### TEXTE CHOISI
************

Dans Metamorphosis, Claudia Fuggetti compose les interférences artificielles qui existent entre le monde humain et la nature. Sa préoccupation pour le changement climatique l’a conduite à créer des images qui semblent provenir d’un univers parallèle, tout en conservant une réalité terrestre. Ainsi, elle dénonce la manière dont nous interagissons avec nos environnements et dont nous consumons notre planète.
« L’art a le pouvoir de susciter la réflexion et de changer les perspectives » affirme Claudia Fuggetti. C’est en suivant ce précepte que l’artiste italienne, consciente de la crise environnementale, débute sa série Metamorphosis. Dès son adolescence, elle est profondément marquée par le contraste entre la beauté de la nature et la pollution industrielle planant dans l’air. Cet oxymore va influencer et guider son travail vers des couleurs vibrantes et psychédéliques et vers l’utilisation de la technologie dans un but de chambouler les perceptions traditionnelles de la réalité. « Je voulais remettre en question la manière dont nous considérons souvent la nature comme séparée de l’humain, en m’interrogeant sur comment nous interagissons avec elle et comment nous en prenons soin, explique-t-elle. L’usage des couleurs éclatantes souligne à la fois la beauté de la nature et l’artificialité de notre relation consumériste avec elle. » L’autrice puise alors dans un référentiel d’inspiration, allant de la musique à la philosophie et en passant par le cinéma et la littérature. « Je suis fascinée par les états modifiés de la perception depuis la lecture du livre Les portes de la perception d’Aldous Huxley, avoue Claudia Fuggetti. Cela a notamment orienté ma façon de conter les histoires visuellement. » Entre réel et imagination, expérimentations et manipulations digitales, un monde étrange se dessine. Un monde dans lequel l’humain paraît superflu. Les couleurs violettes, fuchsia et vert fluo, ainsi que les lumières éblouissantes provenant de l’utilisation de flash attestent d’une présence humaine toxique dans le paysage.

************

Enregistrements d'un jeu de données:

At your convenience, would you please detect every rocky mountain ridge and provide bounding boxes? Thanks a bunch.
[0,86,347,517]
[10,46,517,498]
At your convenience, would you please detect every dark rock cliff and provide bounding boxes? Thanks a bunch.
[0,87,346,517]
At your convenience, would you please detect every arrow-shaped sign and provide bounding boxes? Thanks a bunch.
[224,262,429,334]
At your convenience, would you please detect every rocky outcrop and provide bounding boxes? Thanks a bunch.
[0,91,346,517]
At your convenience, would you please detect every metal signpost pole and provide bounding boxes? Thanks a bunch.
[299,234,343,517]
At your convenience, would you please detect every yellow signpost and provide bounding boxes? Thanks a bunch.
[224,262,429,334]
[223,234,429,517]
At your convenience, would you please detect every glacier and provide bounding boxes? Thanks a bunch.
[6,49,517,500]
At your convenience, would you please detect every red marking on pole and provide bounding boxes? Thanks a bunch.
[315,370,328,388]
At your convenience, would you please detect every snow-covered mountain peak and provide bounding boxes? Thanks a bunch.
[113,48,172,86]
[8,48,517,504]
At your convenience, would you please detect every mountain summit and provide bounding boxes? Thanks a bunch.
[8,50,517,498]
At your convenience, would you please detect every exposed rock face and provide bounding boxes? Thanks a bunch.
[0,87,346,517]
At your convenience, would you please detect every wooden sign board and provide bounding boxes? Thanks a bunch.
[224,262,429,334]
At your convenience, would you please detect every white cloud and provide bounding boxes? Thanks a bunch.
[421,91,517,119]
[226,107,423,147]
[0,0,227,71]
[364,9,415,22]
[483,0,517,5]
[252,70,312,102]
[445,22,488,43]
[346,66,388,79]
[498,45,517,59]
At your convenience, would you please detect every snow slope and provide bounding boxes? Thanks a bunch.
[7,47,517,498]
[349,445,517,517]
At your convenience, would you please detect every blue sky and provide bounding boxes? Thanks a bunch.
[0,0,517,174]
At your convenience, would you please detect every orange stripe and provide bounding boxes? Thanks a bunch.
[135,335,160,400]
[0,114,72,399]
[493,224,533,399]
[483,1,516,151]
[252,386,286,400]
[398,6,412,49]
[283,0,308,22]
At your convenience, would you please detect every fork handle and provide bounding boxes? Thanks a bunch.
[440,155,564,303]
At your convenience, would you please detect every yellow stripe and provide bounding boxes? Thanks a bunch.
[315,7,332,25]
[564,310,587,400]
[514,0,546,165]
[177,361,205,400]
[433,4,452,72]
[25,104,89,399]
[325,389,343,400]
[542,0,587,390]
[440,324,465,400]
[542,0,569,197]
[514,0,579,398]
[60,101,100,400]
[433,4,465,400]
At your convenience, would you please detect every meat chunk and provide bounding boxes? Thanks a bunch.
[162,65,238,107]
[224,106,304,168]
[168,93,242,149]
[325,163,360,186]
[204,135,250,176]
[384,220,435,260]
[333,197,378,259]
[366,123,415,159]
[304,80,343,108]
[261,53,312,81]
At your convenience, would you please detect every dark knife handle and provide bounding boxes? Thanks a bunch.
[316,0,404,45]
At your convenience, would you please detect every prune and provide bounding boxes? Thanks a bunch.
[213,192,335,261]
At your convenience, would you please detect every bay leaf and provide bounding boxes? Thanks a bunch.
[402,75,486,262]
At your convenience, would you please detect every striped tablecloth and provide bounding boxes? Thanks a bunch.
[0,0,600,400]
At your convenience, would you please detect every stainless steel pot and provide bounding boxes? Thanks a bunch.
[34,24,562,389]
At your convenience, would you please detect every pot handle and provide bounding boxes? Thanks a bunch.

************

### TRAVAIL DEMANDÉ
(1) Réécrivez sous forme de liste le paragraphe du texte sur Metamorphosis commençant par « Dans Metamorphosis, Claudia Fuggetti compose », en conservant ses faits principaux.
(2) D'après le texte sur Metamorphosis, quelle lecture est à l'origine de la fascination de Claudia Fuggetti pour les états modifiés de la perception ?

### CORRIGÉ
(1)
- Dans Metamorphosis, Claudia Fuggetti compose les interférences artificielles entre le monde humain et la nature.
- Sa préoccupation pour le changement climatique l'a amenée à créer des images qui semblent venir d'un univers parallèle tout en gardant une réalité terrestre.
- Elle dénonce ainsi notre façon d'interagir avec nos environnements et de consumer la planète.

(2) Le livre Les portes de la perception d'Aldous Huxley.